» **Tasks for this exercise**:
**a)** From the James Ivory interview, extract the passage starting with "Judell: Researching you, I" and going on through "people who served.", copied word for word.
**b)** Continue the James Ivory interview text from its final line, not the listing.

Brandon Judell chats with The Golden Bowl director James Ivory about adapting Henry James, the state of today’s cinema and his groundbreaking film, Maurice, which gave Hugh Grant a big boost to eventually becoming a star.

The Golden Bowl is, of course, Henry James’s unreadable novel about an Italian prince committing adultery with his wife’s best friend – who also happens to be his mother-in-law. The main difference between this tale and an episode of "The Jerry Springer Show" is that two of those involved in the former are billionaires who can tell a Raphael from a Van Gogh.

Mr. Ivory, by the way, is an American who’s directed such pictures as A Soldier's Daughter Never Cries, Surviving Picasso, Jefferson in Paris, A Room with a View, Shakespeare Wallah, The Europeans, The Bostonians, Howard’s End, and numerous other literary adaptations.

His producer is his soulmate, Ismail Merchant, while the woman who most often serves as his screenwriter is Ruth Prawer Jhabvala. All three reside at the same address in New York City and also share a country home.

The following conversation took place in Mr. Ivory’s Essex House hotel room in high back chairs that confronted each other.

 

Brandon Judell: According to a Gore Vidal essay on The Golden Bowl, Henry James was very happy when he wrote it because he was living with a "charming Anglo-Irish man-about-town" named Jocelyn Persse.

James Ivory: Some kind of wishful thinking there or something. That never happened to Henry James.

Judell: He never had gay desires?

Ivory: He had many, many …. He fell in love easily many, many times as an older man but he was never writing from any sort of sense of a happy love affair or a happy life or anything of that kind in which all those kinds of hopes are ever fulfilled. I mean, that didn’t happen for him.

Judell: Should we consider Henry James a gay writer? Or, if you would prefer, a writer who is gay?

Ivory: Well, we’ve read virtually every scrap of every letter he’s ever written, and we know his feelings. So I think you would have to say he was certainly gay – but not in any way as somebody who could ever realize those feelings. Here’s an interesting thing: I was going through a bunch of my stuff the other day, old newspaper clippings and so forth, and I found a very interesting article that had been written for The Advocate way back in either the late seventies or the early eighties. It was about Henry James’s feelings for his own brother, William, and how that relationship of Henry’s with William James was probably, of all the relationships in James’s life, the strongest and most compelling. No one was ever suggesting there was any sort of unsavory thing between them but just that the greatest relationship of his life was the relationship with his brother. I thought that was pretty interesting. I’ve never seen any report on it since.

Judell: Researching you, I came across a site on the Internet about gay people who served in the military. There, under the title, "17 Famous Bisexual or Gay Men who Served in the Army," are you and Gore Vidal.

Ivory: There must be so many other famous people who served.

Judell: Well, they only list 17, and you are there. Have you and Gore Vidal ever exchanged war stories?

» **Given information**:
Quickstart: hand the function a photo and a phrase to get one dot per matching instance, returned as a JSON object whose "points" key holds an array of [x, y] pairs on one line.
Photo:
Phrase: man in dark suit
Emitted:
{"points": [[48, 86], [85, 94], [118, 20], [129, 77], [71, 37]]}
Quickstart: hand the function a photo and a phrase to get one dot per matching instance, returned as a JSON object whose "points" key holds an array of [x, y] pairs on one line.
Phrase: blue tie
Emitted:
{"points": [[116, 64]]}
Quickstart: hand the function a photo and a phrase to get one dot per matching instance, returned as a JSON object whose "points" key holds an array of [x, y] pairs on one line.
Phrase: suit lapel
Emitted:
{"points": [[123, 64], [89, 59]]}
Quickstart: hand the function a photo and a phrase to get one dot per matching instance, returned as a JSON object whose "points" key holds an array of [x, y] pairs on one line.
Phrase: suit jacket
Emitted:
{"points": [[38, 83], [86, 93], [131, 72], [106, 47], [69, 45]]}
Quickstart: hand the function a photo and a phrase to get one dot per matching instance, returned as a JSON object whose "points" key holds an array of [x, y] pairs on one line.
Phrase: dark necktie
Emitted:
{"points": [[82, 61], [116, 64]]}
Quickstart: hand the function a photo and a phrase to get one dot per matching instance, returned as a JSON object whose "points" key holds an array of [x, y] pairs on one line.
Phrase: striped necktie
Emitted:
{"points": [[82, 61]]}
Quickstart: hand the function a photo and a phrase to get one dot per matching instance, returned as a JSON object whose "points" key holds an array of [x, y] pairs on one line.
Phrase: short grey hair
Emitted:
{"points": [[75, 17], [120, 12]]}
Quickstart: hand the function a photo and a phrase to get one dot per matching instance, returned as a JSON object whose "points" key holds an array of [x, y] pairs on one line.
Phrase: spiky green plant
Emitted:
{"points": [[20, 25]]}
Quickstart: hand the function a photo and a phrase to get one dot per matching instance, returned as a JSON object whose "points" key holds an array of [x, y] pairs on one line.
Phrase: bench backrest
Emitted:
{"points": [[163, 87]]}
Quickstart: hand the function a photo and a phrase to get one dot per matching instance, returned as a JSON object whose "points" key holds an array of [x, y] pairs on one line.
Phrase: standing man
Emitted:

» **Per-task answers**:
**a)**
Judell: Researching you, I came across a site on the Internet about gay people who served in the military. There, under the title, "17 Famous Bisexual or Gay Men who Served in the Army," are you and Gore Vidal.

Ivory: There must be so many other famous people who served.

**b)**
Ivory: I’ve never met Gore Vidal. I've talked to him on the telephone once. We have mutual friends but that’s it!

Judell: Besides being an internationally acclaimed director, you’re also sort of an icon in the gay community. You’re openly gay, you have a long lasting creative relationship, and you made Maurice, which has helped so many people come out. The film has been such a comfort to hordes of gays. How does that make you feel?

Ivory: Well, Maurice really is a lovely film, I think. I saw it the other day again. I know it means a lot to so many, many people. That’s good. Yeah.

Judell: Wasn’t it a brave film to make at the time, as opposed to doing it now?

Ivory: When would it be braver to do? Braver to do then or now?

Judell: Then, I would think. Now there is a gay cinema. The success of your film and others like it freed up money to do more gay films. And Maurice also showed there was a marketplace for films with gay subject matter; it also showed that heterosexuals could embrace a topic like this. So it was much braver to make it then.

Ivory: We expected with that film that there would be a lot of criticism of it. We expected that it would be attacked. But we were wrong because, I think, it came at just the time when people dared not to attack … because it was a time in which so many people were dying from AIDS. AIDS was obviously this tremendous tragedy within the gay community, and I think the people who might have attacked the film did not attack it because of that.

Judell: What do you think of all the gay films coming out now? Films with gay subject matter where young men are allowed to kiss other young men?

Ivory: Well, you know, I've hardly seen any of those. The only out and out … that’s the not the word I want to … the only unabashedly gay film I’ve seen recently which I really thought was a good work of art and a good movie was [Wong Kar-wai’s] Happy Together. That’s the only one that I’ve seen which I thought was really worthwhile.

Judell: Some critics feel that if you look at repressed countries like Iran and China, that they’re producing some of the most interesting films now. Also some feel when the Hayes Code was in full force in Hollywood, directors were much more interesting in the subtle ways they got things out. Do you feel too much freedom could be bad for gay cinema?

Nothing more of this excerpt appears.